Description of the task:
Count the lines in the data below that contain the string "corvette". Case matters, and the reply should be only the number.
= = = = =
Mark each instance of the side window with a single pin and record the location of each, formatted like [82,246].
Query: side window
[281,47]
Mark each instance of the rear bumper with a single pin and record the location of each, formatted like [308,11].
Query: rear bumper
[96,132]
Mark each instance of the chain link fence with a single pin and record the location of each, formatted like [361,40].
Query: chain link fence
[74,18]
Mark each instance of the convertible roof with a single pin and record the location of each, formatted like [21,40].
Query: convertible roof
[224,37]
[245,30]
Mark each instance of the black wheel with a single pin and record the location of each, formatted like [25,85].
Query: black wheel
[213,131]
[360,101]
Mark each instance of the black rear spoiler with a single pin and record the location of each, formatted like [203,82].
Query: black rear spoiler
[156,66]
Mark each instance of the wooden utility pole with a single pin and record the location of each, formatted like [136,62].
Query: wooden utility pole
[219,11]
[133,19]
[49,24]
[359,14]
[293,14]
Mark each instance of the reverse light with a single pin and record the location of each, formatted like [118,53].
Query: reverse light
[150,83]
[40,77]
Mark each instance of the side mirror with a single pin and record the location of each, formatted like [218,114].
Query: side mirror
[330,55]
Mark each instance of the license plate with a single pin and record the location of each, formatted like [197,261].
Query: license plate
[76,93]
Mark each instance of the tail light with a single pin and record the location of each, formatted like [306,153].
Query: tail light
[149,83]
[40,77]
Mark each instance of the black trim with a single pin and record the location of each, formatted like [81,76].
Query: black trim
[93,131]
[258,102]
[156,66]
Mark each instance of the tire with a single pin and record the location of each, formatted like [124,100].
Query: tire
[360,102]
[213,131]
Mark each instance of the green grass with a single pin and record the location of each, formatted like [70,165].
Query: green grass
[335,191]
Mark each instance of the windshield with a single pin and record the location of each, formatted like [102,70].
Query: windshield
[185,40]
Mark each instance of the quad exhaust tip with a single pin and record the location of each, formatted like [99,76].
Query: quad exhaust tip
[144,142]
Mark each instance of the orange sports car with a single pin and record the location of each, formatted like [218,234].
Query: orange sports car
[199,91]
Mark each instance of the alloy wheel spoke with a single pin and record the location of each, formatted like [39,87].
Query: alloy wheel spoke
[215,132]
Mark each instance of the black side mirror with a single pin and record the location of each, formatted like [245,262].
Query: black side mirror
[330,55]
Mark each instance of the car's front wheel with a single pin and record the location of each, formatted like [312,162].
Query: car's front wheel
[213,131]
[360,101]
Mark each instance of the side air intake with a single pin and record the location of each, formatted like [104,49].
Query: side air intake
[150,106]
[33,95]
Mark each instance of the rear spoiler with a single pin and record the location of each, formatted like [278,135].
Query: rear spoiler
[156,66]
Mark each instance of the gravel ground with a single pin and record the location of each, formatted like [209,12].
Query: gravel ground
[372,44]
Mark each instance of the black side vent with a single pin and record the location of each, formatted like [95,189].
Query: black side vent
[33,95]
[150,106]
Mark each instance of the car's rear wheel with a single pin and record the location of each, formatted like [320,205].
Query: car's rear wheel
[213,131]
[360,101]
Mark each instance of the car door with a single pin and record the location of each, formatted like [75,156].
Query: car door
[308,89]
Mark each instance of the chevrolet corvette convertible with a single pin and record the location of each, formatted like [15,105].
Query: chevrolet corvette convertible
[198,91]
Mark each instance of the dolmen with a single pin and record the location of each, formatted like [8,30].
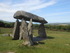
= = = = =
Written response:
2